Task statement -
Retype each of the items below character for character, leaving none out.

Records to process -
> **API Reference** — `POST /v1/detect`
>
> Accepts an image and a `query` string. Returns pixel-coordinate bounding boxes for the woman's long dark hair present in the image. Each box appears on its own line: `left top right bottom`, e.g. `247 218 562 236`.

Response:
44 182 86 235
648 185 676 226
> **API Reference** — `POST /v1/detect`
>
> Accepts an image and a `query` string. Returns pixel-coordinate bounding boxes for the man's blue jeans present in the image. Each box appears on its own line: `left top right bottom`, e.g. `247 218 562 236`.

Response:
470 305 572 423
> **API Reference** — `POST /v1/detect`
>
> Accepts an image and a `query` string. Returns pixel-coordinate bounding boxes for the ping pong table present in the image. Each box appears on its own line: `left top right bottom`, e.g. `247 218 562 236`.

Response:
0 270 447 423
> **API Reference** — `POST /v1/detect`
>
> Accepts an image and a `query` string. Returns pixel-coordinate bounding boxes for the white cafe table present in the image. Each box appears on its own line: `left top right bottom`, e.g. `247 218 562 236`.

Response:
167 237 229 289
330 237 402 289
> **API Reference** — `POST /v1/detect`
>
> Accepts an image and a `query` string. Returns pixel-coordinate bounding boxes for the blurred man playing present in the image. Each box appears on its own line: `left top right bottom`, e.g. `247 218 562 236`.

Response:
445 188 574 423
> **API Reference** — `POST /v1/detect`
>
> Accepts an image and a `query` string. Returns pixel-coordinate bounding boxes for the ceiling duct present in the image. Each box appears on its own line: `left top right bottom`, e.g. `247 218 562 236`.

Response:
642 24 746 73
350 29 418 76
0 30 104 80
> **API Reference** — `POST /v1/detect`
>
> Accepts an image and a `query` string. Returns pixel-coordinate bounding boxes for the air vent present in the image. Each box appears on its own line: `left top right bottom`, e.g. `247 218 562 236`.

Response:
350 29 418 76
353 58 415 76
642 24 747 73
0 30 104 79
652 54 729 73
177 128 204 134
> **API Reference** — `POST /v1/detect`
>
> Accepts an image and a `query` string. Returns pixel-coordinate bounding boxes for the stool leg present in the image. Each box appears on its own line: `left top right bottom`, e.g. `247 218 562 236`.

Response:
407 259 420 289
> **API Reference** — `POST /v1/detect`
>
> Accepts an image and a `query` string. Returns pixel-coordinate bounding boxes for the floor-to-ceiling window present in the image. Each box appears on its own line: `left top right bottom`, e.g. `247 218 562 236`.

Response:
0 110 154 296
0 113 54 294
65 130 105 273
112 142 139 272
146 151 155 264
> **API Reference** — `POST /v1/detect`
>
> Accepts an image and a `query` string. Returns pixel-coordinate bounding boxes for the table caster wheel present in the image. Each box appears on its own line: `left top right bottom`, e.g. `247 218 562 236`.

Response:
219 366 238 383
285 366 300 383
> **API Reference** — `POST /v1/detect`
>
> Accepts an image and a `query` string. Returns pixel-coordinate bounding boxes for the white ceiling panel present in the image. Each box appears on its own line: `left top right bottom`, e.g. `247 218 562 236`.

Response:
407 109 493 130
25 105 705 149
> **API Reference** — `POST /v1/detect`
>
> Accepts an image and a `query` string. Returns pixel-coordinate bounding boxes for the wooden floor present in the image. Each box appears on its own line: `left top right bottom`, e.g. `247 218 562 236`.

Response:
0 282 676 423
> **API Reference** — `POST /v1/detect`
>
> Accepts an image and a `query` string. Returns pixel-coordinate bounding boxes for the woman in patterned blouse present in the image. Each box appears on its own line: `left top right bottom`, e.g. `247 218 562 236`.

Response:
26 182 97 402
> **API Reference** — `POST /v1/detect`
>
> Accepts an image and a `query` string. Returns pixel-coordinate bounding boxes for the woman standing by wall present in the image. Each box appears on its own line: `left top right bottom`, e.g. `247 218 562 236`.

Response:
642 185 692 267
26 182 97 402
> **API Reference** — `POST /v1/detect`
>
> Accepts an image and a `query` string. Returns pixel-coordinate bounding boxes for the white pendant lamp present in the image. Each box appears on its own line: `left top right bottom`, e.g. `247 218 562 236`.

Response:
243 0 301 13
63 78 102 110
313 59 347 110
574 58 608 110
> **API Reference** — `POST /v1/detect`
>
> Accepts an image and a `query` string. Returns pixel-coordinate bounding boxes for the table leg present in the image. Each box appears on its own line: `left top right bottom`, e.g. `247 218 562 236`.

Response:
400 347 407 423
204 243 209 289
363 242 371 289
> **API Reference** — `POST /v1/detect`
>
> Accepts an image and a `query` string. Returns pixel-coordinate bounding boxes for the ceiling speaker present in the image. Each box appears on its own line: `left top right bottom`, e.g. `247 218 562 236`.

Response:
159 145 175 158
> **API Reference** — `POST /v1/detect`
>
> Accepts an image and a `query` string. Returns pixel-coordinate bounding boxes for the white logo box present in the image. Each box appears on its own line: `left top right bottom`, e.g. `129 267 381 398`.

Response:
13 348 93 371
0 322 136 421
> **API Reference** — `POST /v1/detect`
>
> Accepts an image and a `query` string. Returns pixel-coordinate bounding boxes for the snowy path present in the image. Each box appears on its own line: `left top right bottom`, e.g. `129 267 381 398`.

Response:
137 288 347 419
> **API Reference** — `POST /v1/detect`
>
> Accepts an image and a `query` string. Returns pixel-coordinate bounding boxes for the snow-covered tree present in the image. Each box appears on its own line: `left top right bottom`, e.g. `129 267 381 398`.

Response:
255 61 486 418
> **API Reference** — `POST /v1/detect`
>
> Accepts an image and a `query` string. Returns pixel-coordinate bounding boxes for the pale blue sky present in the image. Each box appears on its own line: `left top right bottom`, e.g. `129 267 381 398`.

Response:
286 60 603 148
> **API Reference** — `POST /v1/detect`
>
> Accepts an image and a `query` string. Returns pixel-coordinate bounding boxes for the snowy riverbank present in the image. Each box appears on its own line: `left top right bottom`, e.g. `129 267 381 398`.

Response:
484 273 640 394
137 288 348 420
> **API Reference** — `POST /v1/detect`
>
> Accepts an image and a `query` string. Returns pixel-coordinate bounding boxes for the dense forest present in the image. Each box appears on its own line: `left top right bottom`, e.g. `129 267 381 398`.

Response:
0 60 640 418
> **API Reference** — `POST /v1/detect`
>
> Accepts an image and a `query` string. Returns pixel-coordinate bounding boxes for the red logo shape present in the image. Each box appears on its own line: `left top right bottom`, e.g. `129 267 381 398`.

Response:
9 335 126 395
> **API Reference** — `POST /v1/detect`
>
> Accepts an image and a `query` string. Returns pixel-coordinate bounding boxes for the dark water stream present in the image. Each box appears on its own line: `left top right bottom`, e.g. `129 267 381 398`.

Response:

Written response -
> **API Reference** — `POST /v1/detect`
>
> Accepts an image and a `query` string. Returns pixel-coordinate bounding boxes for the woman's long dark hair present in the image. Each box appears on its own line: `left top right bottom`, e.g. `247 218 562 236`.

Response:
44 182 86 235
648 185 676 226
> **API Reference** — `POST /v1/detect`
>
> Accepts an image and a `query` string. Returns pixel-coordinate bounding boxes for the man's blue jeans present in the image. Each box appears on its own line: `left top right bottom`, e.g. `247 218 562 236`.

Response:
470 305 572 423
> **API Reference** — `POST /v1/detect`
>
> Accepts an image and a `query` string. Returns pixel-coordinate bounding boxes for the ping pong table present in the image. Each box appears on its own line: `left top right bottom`, e.g. `247 218 562 236`.

Response:
0 270 447 423
> **API Reference** — `POST /v1/detect`
>
> Accepts an image and a `query` string. Returns pixel-coordinate bounding boxes for the white cafe table present in the image. Each box appears on its own line: `left top right bottom`, e.g. `247 218 562 236`.

Response:
167 237 229 289
330 237 402 289
> **API Reference** — `POST /v1/detect`
>
> Accepts an image and a `query` string. Returns pixel-coordinate bounding boxes for the blurred man playing present in the image. Each box appears on its own line: `left top right bottom`, e.g. `247 218 562 236`.

Response:
445 188 574 423
> **API Reference** — `POST /v1/detect`
>
> Accepts an image and a `query` string. Returns pixel-coordinate bounding boxes for the ceiling duct present in the image. Each box appears on its own line: `left top right bottom`, e.g. `247 218 562 236`.

Response:
642 24 746 73
350 29 418 76
0 30 104 80
> **API Reference** — `POST /v1/detect`
>
> Accepts an image and a `query` string. Returns pixel-coordinate bounding boxes for the air vent present in the image. Each box appears on its own line: `left top right bottom`, e.g. `247 218 562 236`.

Response:
350 29 418 76
353 58 415 76
642 24 747 73
0 30 104 79
652 54 729 73
177 128 204 134
> **API Reference** — `POST /v1/detect`
>
> Accepts an image and a `query` string. Returns pixel-coordinate bounding boxes for the stool leg present in the image. Each box appears on its own line: `left top right bottom`, e.g. `247 218 562 236`.

Response:
407 259 420 289
> **API Reference** — `POST /v1/detect`
>
> Accepts an image and a `query` string. Returns pixel-coordinate bounding boxes for the floor-to-ceiling window present in the image. Each box appears on its own line: `left top right bottom`, e.g. `247 218 562 236`.

Response:
0 110 154 296
0 113 54 294
65 130 105 273
112 142 139 272
146 151 155 264
> **API Reference** — `POST /v1/detect`
>
> Accepts an image and a `query` string. Returns pixel-coordinate bounding boxes for the table caster wheel present in the image. Each box appears on its own line: `left top right bottom`, e.g. `247 218 562 236`.

Response:
219 366 238 383
285 366 300 383
> **API Reference** — `POST /v1/detect`
>
> Accepts an image and a `query` string. Returns pixel-coordinate bounding boxes for the white ceiling panel present in the image. Each box appears on its own line: `left top right bottom`, e.g. `247 218 562 236`.

Response:
407 109 493 130
25 105 705 149
> **API Reference** — `POST /v1/detect`
>
> Accepts an image and a `query` string. Returns pixel-coordinate bounding boxes for the wooden floor present in the image. Each box appears on its own line: `left top right bottom`, e.g. `247 218 562 236`.

Response:
0 282 676 423
> **API Reference** — `POST /v1/detect`
>
> Accepts an image and a `query` string. Returns pixel-coordinate bounding boxes for the woman in patterned blouse present in the image. Each box appears on its own line: `left top right bottom`, e.g. `247 218 562 236`.

Response:
26 182 97 402
> **API Reference** — `POST /v1/detect`
>
> Accepts an image and a `query` string. Returns pixel-coordinate bounding boxes for the woman standing by wall present in the image. Each box appears on its own line: `left top right bottom`, e.g. `247 218 562 236`.

Response:
642 185 692 267
26 182 97 402
> **API Reference** — `POST /v1/detect`
>
> Accepts an image and a `query` string. Returns pixel-coordinate bounding boxes for the white pendant lamp present in the image. Each box appears on its own line: `left top right bottom`, e.g. `247 218 562 236`.

Response:
243 0 301 13
63 78 102 110
313 59 347 110
574 58 608 110
> **API Reference** — `POST /v1/detect`
>
> Accepts an image and a `query` string. Returns pixel-coordinate bounding boxes for the table leg present in the image. Each box appears on its own line: `left top right bottom`, e.g. `247 218 562 236`.

Response:
400 347 407 423
204 243 209 289
363 242 371 289
> **API Reference** — `POST /v1/detect`
>
> Accepts an image and a `query` string. Returns pixel-coordinate bounding boxes for the ceiling speaker present in the image. Each box appears on its own line: `left top right bottom`, e.g. `247 218 562 236`.

Response:
159 145 175 158
> **API Reference** — `POST /v1/detect`
>
> Accepts an image and a `query` string. Returns pixel-coordinate bounding boxes for the white logo box present in the image. Each box appears on its own line: `left top right bottom`, e.g. `129 267 381 398`.

Response:
13 348 93 371
0 322 136 421
> **API Reference** — `POST /v1/detect`
>
> Accepts an image and a `query` string. Returns pixel-coordinate bounding boxes for the snowy path present in the image. Each box appears on its own line: `left top right bottom`, e.g. `129 267 381 398`.

Response:
137 288 347 419
> **API Reference** — `POST /v1/detect`
>
> Accepts an image and a `query` string. Returns pixel-coordinate bounding boxes for the snow-covered tree present in the image. Each box appears on its own line: `left top right bottom`, e.g. `129 267 381 398`.

Response:
255 61 486 418
> **API Reference** — `POST /v1/detect`
>
> Accepts an image and a `query` string. Returns pixel-coordinate bounding boxes for the pale blue sky present in the image. Each box appears on its own line: `left top right bottom`, e.g. `129 267 381 398`.

Response:
286 60 603 148
> **API Reference** — `POST /v1/detect`
>
> Accepts an image and a `query` string. Returns pixel-coordinate bounding boxes for the snowy riverbank present in the image. Each box appears on its own line: `left top right bottom`, e.g. `129 267 381 398`.

Response:
484 273 640 394
137 288 348 420
> **API Reference** — `POST /v1/detect`
>
> Accepts an image and a `query` string. Returns pixel-coordinate bounding boxes for the dense forest present in the image. Each box appears on its own line: `left top right bottom`, e.g. `129 267 381 398`.

Response:
0 60 640 418
> **API Reference** — `POST /v1/detect`
>
> Accepts an image and a `query` string. Returns pixel-coordinate bounding boxes for the red logo shape present in the image. Each box appears on its own line: `left top right bottom`, e.g. `129 267 381 398`.

Response:
9 335 126 395
> **API Reference** — `POST /v1/detect`
>
> Accepts an image and a `query` string. Returns pixel-coordinate bounding boxes for the dark water stream present in the image. Each box appears on its own line: `left top right bottom`, e.g. `129 267 381 398`.

Response:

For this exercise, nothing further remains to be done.